• Task brief: Copy the material below word for word, from the line that contains "Target: snowy embankment" through the line that contains "(1129, 473)", including both of those lines.

• Extracted entries:
· · · · ·
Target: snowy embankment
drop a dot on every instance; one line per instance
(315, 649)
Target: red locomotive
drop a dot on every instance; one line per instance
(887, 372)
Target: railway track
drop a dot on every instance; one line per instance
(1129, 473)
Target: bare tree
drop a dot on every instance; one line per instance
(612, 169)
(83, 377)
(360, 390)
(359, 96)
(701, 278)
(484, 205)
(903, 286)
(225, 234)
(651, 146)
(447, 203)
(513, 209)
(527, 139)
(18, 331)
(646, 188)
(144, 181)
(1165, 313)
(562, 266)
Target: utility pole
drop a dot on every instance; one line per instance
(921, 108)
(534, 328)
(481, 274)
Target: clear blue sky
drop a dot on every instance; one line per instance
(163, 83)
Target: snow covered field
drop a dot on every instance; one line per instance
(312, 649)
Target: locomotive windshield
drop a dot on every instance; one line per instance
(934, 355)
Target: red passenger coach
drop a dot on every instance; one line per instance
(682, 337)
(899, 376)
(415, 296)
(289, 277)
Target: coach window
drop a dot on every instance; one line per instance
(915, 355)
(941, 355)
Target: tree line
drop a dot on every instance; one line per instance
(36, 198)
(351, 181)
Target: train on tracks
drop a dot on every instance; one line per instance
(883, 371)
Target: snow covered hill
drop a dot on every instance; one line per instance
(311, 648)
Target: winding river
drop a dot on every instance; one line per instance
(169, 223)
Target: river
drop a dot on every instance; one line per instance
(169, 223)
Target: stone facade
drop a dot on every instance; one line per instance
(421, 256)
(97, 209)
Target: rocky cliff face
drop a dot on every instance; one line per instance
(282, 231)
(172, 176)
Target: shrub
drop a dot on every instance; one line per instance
· · · · ·
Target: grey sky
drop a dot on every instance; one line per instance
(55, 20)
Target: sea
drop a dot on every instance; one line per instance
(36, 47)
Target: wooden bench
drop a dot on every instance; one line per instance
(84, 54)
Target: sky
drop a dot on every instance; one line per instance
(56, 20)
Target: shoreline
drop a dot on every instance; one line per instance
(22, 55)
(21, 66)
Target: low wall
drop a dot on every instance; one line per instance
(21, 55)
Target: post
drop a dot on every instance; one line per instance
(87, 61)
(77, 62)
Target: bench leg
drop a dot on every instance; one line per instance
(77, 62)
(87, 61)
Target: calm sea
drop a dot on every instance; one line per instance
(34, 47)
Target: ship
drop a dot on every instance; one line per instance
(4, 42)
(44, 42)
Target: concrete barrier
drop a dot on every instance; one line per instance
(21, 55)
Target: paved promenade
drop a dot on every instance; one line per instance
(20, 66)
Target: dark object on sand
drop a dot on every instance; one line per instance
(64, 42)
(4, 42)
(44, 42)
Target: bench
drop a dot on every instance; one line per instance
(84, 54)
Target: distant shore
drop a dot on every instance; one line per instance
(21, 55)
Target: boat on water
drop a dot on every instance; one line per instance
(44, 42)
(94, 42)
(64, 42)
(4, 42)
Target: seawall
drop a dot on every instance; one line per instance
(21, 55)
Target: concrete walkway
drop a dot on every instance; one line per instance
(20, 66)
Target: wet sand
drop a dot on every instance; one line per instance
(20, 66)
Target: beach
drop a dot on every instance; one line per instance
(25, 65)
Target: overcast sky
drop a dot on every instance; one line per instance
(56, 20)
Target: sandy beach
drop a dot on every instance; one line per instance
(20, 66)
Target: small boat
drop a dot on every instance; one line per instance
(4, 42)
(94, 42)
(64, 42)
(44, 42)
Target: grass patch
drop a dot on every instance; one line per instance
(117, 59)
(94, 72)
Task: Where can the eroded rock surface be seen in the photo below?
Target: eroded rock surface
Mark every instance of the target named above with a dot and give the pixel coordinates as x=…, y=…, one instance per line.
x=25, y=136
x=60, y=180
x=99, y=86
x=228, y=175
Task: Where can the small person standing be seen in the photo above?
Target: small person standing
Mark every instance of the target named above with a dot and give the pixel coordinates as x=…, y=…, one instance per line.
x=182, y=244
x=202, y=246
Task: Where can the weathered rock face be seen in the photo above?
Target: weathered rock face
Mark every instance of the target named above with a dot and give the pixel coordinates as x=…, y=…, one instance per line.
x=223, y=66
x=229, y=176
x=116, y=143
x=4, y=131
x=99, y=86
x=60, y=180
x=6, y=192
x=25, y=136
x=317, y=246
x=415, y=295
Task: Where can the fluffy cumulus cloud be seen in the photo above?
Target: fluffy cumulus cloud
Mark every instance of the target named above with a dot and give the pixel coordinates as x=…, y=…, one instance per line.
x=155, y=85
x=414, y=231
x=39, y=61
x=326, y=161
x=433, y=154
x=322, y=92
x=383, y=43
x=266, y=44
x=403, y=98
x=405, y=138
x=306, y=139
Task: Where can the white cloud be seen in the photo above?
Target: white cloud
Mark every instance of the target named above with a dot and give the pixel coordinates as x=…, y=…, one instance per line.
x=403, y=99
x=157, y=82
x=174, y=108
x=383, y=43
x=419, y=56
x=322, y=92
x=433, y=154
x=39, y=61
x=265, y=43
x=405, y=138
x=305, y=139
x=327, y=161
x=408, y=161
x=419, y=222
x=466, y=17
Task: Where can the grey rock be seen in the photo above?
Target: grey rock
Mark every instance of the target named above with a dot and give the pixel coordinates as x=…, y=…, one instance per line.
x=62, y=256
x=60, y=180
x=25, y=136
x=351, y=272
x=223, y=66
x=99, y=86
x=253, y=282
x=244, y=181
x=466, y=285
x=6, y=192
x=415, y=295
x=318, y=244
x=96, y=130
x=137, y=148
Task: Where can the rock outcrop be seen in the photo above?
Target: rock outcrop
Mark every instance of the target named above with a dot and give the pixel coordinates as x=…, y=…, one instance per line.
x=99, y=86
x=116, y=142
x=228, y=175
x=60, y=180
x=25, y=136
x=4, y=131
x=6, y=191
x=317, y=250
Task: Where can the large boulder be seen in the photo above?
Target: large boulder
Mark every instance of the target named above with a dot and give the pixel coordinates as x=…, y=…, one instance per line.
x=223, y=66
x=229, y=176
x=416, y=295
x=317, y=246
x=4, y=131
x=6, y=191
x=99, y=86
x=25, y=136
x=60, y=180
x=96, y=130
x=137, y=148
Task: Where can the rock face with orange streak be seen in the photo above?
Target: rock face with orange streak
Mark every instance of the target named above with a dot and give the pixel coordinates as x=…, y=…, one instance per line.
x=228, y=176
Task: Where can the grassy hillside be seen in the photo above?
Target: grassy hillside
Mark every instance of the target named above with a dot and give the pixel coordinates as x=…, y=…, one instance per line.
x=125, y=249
· · · · ·
• Reply:
Target: snowy embankment
drop a dot on every instance; one line per instance
(315, 649)
Target: red locomotive
drop a dot on every instance; one line per instance
(887, 372)
Target: railway track
drop a dot on every instance; one line per instance
(1129, 473)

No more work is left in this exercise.